#### SUPPLIED INFORMATION ####
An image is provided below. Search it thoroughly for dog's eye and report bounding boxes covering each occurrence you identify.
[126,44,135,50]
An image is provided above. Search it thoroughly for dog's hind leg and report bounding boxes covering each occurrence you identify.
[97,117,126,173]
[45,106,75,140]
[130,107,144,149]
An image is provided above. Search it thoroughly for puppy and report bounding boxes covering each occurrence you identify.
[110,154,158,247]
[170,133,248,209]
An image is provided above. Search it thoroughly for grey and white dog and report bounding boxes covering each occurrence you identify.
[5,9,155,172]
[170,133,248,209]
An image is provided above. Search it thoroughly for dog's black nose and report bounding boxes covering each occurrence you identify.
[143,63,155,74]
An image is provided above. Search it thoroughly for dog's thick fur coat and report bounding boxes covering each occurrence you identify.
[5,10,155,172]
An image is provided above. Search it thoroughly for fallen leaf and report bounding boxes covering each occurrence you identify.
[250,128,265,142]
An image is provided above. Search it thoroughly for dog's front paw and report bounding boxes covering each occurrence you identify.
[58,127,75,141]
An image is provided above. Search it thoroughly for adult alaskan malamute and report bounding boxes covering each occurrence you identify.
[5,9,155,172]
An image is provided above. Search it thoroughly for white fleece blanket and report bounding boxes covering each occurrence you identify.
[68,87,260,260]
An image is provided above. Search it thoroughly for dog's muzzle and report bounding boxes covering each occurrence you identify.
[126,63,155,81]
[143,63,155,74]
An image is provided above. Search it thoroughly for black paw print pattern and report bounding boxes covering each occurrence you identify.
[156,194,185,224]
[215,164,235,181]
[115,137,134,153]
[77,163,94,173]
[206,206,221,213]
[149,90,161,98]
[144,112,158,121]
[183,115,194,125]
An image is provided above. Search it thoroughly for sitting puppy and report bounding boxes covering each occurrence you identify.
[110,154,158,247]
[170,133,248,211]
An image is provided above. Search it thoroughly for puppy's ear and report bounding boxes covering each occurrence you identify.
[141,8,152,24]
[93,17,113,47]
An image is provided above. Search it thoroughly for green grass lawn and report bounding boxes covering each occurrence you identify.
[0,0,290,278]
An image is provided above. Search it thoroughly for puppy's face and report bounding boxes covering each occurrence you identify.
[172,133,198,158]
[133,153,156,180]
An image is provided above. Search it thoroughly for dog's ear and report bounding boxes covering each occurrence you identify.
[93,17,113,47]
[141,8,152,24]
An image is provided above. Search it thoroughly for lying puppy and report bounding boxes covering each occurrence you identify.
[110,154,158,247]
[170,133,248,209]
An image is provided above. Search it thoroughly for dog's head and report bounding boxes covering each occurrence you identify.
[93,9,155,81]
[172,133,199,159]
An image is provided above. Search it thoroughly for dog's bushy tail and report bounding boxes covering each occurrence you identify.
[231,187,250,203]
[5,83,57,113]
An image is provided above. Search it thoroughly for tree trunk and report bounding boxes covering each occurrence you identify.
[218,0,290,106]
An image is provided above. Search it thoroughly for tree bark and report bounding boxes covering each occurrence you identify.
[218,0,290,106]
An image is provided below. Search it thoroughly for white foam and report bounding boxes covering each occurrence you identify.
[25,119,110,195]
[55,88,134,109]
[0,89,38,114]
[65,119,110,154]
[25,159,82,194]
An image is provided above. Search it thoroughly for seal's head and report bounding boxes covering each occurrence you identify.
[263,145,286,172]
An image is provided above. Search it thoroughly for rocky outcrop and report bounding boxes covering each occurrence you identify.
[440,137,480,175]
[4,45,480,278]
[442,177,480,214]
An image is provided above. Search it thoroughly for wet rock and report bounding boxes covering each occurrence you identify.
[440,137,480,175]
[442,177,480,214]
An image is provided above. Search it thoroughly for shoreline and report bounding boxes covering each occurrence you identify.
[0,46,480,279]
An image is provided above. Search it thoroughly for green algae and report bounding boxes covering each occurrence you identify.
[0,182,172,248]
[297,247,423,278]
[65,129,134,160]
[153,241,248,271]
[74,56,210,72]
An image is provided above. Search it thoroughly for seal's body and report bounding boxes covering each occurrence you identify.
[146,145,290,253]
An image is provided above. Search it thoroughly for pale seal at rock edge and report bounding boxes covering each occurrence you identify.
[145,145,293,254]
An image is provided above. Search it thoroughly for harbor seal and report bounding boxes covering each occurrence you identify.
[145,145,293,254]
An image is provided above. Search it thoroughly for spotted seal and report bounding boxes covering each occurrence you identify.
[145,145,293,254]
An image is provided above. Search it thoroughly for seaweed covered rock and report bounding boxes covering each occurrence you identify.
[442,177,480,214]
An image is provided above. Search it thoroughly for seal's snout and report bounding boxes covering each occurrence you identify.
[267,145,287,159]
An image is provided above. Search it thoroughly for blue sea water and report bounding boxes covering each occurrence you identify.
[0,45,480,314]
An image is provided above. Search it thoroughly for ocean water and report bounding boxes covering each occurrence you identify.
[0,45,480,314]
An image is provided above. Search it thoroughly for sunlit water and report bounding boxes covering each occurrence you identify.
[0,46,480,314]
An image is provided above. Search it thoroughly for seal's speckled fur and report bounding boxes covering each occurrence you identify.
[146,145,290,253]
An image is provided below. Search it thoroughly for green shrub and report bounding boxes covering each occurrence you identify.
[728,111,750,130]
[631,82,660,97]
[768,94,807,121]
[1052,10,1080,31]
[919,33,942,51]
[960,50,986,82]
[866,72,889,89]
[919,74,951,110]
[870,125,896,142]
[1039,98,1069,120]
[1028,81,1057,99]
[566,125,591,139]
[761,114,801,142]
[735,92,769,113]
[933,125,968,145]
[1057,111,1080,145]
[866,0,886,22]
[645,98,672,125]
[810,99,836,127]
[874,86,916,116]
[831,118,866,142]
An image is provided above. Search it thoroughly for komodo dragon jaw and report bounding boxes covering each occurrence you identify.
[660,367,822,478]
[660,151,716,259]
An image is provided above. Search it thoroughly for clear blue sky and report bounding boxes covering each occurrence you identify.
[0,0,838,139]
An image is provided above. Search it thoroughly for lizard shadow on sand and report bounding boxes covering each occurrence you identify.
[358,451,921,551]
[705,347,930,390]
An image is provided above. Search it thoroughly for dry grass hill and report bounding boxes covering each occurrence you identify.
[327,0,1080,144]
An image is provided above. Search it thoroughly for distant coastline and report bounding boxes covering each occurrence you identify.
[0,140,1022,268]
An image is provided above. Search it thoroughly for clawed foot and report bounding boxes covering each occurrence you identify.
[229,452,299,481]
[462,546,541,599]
####
▸ WHAT YOU ARE ASKED TO DO
Please set out the stretch of data from the line containing "An image is provided above. Search it thoroughly for dry" through the end as a numbered list, leaving out any blank lines.

▸ OUTPUT FOR THIS TASK
1. An image is provided above. Search it thoroughly for dry grass hill and report bounding boxes covering each occurrence you identify.
2. [327,0,1080,144]
3. An image is provided above. Search it thoroughly for distant coastline and report bounding boxes covering each occurrence you identify.
4. [0,140,1022,268]
5. An image is provided above. Search it thoroughly for clawed foot and report bounding boxes covering each occurrence you identify.
6. [229,452,299,481]
7. [462,546,541,599]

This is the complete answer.